* Exercise instructions
Skip every line before the one containing "Mark every instance of the eyeglasses", then copy that line and the rest of the entries below exactly, through the last line.

* Records provided
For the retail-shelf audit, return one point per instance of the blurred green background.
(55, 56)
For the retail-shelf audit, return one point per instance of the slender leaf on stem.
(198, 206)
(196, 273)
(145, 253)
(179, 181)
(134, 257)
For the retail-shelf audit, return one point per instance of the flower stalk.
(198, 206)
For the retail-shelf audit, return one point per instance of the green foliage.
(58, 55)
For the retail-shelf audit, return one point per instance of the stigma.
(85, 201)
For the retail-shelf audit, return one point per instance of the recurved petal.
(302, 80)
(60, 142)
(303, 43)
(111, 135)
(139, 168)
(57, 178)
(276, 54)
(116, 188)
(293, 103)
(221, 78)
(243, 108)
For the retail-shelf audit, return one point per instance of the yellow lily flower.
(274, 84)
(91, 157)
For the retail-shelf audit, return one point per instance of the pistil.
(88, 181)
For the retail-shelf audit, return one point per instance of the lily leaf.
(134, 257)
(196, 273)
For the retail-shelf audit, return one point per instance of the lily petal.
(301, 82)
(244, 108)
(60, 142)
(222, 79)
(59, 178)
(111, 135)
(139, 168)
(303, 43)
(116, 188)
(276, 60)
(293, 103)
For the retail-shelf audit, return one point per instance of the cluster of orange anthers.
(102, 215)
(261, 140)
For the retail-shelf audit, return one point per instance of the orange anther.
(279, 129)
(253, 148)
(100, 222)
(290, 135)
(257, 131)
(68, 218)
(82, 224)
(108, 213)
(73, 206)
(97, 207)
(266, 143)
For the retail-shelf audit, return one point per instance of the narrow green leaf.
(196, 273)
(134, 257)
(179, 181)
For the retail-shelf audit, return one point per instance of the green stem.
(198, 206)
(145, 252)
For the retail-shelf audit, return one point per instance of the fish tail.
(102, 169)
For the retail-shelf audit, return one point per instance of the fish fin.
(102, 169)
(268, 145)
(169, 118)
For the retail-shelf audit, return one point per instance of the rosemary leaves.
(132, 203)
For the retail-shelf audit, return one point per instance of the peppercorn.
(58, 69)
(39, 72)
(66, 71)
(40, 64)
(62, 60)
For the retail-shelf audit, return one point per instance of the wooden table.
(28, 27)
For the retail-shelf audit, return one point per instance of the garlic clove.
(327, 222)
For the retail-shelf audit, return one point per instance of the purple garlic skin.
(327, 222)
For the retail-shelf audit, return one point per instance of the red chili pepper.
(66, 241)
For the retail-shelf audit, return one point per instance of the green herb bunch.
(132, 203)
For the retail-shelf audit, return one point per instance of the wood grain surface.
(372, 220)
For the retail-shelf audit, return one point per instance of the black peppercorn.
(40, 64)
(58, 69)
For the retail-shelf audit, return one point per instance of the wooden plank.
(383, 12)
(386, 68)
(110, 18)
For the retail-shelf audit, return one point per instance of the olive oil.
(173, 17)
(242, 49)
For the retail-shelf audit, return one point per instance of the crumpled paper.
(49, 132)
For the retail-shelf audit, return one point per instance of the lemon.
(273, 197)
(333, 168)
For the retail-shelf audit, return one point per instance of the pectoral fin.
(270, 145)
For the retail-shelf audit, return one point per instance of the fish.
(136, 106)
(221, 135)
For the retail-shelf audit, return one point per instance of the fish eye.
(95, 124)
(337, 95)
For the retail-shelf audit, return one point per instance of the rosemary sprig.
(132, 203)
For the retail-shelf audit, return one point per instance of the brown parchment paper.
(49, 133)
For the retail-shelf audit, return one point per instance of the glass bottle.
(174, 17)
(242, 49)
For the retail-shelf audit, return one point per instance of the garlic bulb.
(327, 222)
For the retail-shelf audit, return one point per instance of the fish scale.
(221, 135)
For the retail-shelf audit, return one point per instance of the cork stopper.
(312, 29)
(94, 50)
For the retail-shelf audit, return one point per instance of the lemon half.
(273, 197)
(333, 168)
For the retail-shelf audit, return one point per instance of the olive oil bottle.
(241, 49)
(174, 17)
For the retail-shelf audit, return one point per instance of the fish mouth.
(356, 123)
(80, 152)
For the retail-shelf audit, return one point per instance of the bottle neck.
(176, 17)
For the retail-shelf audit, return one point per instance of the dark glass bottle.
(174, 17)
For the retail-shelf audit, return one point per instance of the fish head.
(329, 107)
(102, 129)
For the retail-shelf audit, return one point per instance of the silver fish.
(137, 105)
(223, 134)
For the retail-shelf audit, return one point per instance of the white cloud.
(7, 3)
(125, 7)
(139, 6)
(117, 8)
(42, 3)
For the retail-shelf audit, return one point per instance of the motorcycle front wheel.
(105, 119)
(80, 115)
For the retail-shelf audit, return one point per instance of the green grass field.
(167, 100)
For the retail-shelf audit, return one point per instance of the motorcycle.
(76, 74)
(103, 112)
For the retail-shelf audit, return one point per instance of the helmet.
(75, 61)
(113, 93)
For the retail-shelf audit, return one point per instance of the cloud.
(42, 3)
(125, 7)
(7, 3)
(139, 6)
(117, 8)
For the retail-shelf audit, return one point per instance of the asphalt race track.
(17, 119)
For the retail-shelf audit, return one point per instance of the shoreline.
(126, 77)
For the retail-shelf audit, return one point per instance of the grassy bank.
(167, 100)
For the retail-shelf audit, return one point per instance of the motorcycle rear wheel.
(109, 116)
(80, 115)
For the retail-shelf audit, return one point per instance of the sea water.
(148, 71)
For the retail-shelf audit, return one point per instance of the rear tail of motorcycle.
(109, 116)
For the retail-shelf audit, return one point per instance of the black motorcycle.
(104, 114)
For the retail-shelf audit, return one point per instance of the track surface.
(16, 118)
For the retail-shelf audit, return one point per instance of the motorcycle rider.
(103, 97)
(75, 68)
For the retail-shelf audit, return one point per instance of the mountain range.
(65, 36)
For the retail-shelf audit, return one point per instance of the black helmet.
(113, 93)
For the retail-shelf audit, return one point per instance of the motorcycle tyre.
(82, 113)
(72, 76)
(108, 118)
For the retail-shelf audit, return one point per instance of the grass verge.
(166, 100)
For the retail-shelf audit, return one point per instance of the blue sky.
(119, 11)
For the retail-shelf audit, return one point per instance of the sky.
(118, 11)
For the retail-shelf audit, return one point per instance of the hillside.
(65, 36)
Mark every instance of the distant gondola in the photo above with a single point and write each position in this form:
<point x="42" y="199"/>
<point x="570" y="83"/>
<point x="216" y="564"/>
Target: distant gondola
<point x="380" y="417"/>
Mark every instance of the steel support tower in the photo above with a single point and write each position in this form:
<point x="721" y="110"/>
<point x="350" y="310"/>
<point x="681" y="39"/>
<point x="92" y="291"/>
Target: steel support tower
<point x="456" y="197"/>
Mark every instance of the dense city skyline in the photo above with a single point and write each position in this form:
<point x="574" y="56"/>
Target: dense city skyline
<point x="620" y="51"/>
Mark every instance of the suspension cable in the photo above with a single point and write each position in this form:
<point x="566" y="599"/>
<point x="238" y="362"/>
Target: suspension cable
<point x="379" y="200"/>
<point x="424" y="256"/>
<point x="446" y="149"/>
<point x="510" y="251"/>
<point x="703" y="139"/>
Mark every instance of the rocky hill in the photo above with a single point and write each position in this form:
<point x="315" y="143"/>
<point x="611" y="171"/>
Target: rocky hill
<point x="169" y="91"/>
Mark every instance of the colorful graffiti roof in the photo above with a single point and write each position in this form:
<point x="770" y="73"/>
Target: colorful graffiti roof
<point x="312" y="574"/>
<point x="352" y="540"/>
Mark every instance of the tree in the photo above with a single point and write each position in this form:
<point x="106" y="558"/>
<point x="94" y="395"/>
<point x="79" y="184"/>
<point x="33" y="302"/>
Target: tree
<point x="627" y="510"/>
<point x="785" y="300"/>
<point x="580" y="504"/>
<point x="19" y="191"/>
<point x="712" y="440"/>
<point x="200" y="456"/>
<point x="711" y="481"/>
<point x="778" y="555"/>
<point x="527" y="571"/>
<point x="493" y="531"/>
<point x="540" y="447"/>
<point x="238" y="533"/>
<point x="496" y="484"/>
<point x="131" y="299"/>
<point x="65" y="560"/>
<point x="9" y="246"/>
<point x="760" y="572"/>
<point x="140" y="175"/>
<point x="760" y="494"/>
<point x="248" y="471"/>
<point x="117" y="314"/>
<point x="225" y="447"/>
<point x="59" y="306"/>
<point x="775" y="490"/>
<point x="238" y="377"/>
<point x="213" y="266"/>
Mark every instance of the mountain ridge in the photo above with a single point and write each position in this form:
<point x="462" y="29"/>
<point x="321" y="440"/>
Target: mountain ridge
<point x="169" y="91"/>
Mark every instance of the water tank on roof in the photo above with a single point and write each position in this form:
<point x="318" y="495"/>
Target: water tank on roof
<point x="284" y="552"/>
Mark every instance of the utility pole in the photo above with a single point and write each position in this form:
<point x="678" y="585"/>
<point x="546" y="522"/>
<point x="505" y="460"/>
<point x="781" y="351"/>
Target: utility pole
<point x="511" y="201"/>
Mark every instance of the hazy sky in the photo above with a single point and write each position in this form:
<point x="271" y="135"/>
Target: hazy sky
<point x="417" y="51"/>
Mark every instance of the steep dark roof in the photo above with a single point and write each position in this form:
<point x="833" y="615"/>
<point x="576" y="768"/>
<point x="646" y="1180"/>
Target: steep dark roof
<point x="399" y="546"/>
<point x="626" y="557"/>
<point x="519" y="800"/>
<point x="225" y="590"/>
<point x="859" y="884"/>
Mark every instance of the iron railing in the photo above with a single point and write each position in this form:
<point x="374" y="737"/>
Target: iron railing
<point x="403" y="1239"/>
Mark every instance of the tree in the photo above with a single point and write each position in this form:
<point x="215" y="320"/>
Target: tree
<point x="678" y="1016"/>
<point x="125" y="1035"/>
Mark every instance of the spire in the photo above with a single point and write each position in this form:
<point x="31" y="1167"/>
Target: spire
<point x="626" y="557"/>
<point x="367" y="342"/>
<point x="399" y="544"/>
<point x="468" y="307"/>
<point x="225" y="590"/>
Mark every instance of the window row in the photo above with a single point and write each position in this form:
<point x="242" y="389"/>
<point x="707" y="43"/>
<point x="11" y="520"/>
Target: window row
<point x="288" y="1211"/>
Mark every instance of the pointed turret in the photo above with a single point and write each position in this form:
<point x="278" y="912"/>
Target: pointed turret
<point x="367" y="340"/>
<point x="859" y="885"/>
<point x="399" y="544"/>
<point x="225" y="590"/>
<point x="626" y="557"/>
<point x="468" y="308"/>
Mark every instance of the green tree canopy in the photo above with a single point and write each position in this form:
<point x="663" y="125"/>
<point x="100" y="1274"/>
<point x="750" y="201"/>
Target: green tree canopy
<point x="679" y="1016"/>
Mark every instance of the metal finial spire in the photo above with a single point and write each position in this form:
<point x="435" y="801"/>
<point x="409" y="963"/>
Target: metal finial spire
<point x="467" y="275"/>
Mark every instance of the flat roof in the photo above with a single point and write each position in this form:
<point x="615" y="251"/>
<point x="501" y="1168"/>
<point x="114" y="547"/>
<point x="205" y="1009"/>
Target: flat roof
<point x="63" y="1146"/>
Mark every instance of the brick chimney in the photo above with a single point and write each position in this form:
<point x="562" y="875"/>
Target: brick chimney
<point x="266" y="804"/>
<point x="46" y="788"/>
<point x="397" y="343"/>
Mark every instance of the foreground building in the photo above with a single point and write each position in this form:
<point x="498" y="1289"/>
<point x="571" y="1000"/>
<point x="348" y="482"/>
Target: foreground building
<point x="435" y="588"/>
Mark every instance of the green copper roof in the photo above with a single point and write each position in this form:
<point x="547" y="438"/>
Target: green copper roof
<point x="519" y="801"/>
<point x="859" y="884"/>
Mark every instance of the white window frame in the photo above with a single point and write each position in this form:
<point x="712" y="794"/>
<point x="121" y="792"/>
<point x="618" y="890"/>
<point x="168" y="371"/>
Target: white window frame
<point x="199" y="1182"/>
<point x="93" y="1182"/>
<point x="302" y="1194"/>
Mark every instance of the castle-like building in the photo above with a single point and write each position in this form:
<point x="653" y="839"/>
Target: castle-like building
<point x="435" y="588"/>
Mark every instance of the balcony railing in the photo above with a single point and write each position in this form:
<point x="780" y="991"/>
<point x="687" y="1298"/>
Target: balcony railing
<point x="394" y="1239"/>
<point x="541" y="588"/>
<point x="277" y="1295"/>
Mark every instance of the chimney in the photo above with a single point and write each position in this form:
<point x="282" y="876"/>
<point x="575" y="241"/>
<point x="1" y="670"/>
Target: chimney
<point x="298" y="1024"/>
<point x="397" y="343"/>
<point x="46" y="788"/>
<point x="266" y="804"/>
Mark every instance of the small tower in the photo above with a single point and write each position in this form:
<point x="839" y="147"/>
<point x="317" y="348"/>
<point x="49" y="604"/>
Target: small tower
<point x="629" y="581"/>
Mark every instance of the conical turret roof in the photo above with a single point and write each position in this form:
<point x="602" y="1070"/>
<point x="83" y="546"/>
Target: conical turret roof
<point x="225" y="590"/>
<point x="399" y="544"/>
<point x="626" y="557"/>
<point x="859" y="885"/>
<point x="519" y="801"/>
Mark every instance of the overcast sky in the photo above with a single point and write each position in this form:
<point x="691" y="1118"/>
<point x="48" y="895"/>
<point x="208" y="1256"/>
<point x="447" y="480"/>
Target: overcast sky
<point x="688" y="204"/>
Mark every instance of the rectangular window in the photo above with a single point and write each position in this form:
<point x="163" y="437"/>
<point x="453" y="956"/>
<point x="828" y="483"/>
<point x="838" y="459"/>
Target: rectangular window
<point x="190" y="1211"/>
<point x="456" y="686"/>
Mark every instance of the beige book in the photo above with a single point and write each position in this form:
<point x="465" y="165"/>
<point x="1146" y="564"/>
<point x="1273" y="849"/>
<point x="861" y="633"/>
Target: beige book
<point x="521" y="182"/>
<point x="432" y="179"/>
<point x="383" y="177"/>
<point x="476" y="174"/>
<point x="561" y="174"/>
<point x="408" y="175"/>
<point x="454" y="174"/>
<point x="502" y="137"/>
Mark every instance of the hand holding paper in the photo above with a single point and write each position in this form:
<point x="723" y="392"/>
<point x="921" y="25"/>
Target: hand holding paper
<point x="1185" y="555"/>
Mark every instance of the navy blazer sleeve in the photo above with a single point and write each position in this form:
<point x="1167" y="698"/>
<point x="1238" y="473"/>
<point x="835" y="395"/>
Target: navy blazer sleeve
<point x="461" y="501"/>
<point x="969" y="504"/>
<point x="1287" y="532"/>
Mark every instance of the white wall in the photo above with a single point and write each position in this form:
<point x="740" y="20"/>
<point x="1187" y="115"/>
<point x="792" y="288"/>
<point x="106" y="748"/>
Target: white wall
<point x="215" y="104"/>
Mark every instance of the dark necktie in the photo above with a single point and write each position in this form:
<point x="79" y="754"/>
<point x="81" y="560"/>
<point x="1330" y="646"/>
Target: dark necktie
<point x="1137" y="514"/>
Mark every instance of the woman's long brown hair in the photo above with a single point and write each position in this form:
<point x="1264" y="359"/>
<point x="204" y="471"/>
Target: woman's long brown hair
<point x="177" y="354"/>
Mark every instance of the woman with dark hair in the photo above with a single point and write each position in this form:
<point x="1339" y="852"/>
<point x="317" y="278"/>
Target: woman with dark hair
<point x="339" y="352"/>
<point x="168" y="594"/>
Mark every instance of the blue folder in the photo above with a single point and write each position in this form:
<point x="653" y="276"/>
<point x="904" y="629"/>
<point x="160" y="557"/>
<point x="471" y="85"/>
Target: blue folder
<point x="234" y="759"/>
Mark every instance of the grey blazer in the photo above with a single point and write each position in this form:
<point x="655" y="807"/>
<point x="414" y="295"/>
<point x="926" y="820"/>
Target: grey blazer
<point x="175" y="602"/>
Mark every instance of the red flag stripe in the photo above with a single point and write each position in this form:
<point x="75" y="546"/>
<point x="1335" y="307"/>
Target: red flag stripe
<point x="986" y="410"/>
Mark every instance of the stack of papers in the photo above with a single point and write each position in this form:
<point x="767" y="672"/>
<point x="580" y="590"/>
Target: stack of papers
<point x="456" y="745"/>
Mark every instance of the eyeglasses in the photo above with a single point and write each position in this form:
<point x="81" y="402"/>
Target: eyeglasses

* Solution below
Mark every instance of the eyeglasses in the photo above with a single point and write each position in this form:
<point x="81" y="402"/>
Target: eyeglasses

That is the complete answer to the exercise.